Extract:
* begin *

“Thou therefore endure hardness as a good soldier of Jesus Christ. No man that warreth entangleth himself with the affairs of this life, that he may please him who hath chosen him to be a soldier” (II Tim. 2:3,4).
In the soldier it is courage and self-discipline that are important. It has been well said that the measure of a good soldier is not how much he can “give,” but how much he can “take,” how much he can endure — how much it takes to make him give up.
It is a sad fact that many of God’s people simply do not want to be soldiers. They are sure that the battle for the truth can be won by “love.” They decline to obey God’s specific order to “fight the good fight of the faith” (I Tim.6:12). Some even find fault with those who do stand as soldiers for Christ and wield the Sword of the Spirit in defense of the truth.
But if God does not wish us to be soldiers in the fight of the faith, why did He command us to be such in the first place, and why, in Ephesians 6:10-20, does He urge us to “be strong in the Lord and in the power of His might,” instructing us to “Put on the whole armour of God,” naming each piece separately, so that not one might be missing? Why does He bid us to “take the sword of the Spirit, which is the Word of God”?

* end *

Data provided:
* begin *

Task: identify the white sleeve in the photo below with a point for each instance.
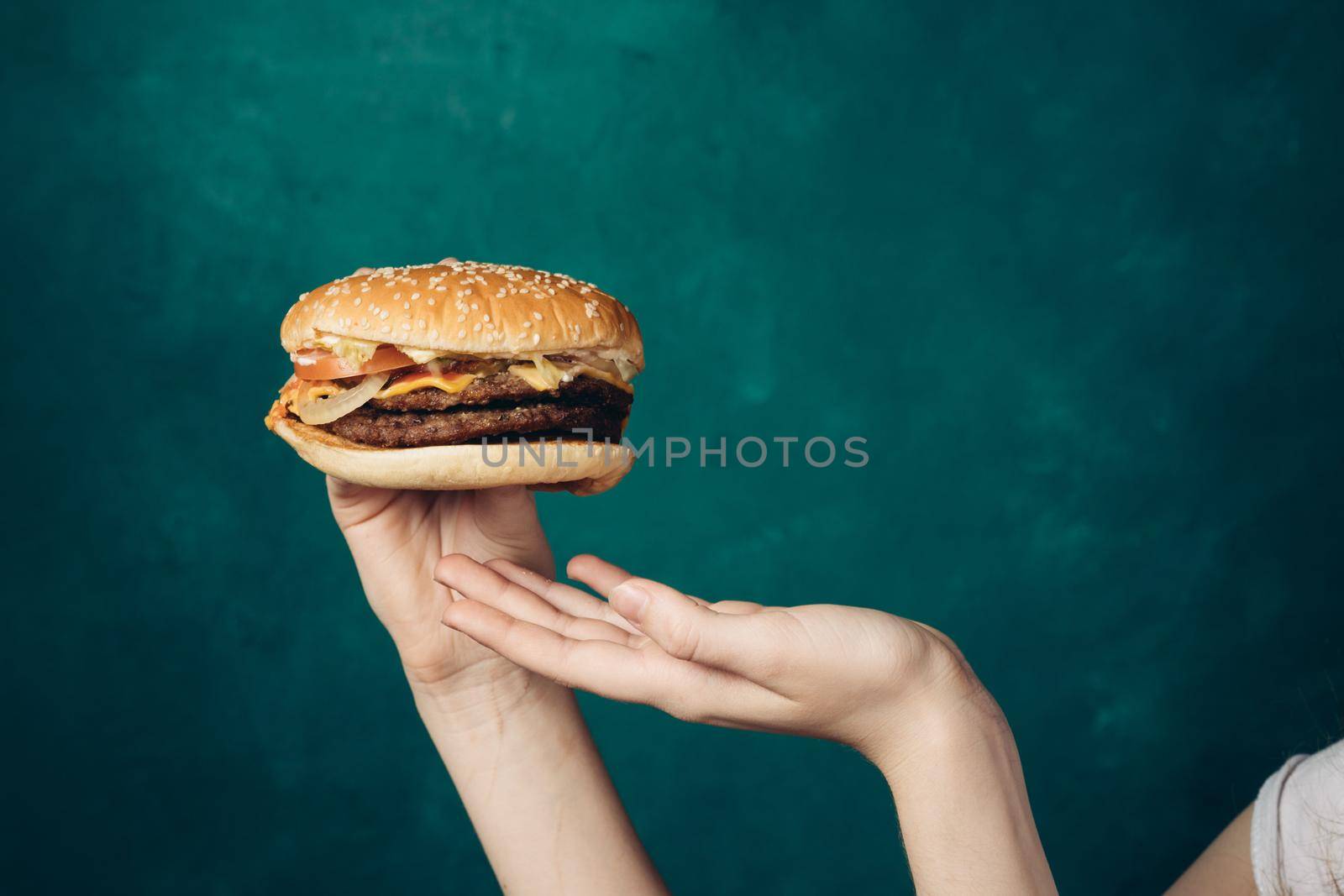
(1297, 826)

* end *
* begin *

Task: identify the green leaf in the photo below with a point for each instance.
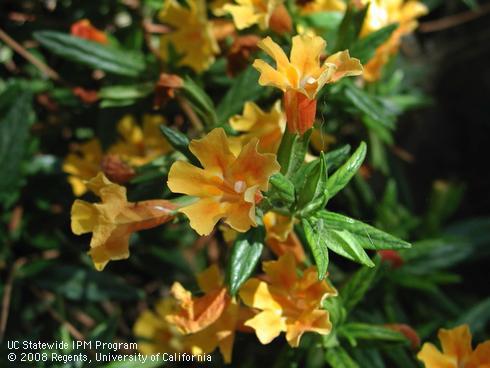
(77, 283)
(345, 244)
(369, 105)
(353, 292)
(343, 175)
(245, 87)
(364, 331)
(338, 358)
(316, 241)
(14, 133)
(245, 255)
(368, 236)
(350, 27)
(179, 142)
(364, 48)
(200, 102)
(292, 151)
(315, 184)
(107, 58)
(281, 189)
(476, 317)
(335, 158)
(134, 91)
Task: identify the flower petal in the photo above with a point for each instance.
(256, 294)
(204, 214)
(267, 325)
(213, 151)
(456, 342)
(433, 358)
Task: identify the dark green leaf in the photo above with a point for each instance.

* end *

Goal: Continue the passage on being a good soldier of Jesus Christ from its last sentence. The material that comes before this point can be set aside.

Response to this task:
Does He mean that we should put our sword in the scabbard and go on dress parade, to show what fine soldiers we are? No! We are to wield the Sword of the Spirit, “standing against the wiles of the devil”, and to keep standing until, “having done all,” we are still found “standing.”
Four times in this passage the word “stand” is used, and God has provided a complete armour so that we may be enabled to stand.
But there is more. A “good soldier,” says the Apostle, is careful not to “entangle himself with the affairs of this life, that he may please him who hath chosen him to be a soldier” (Verse 4).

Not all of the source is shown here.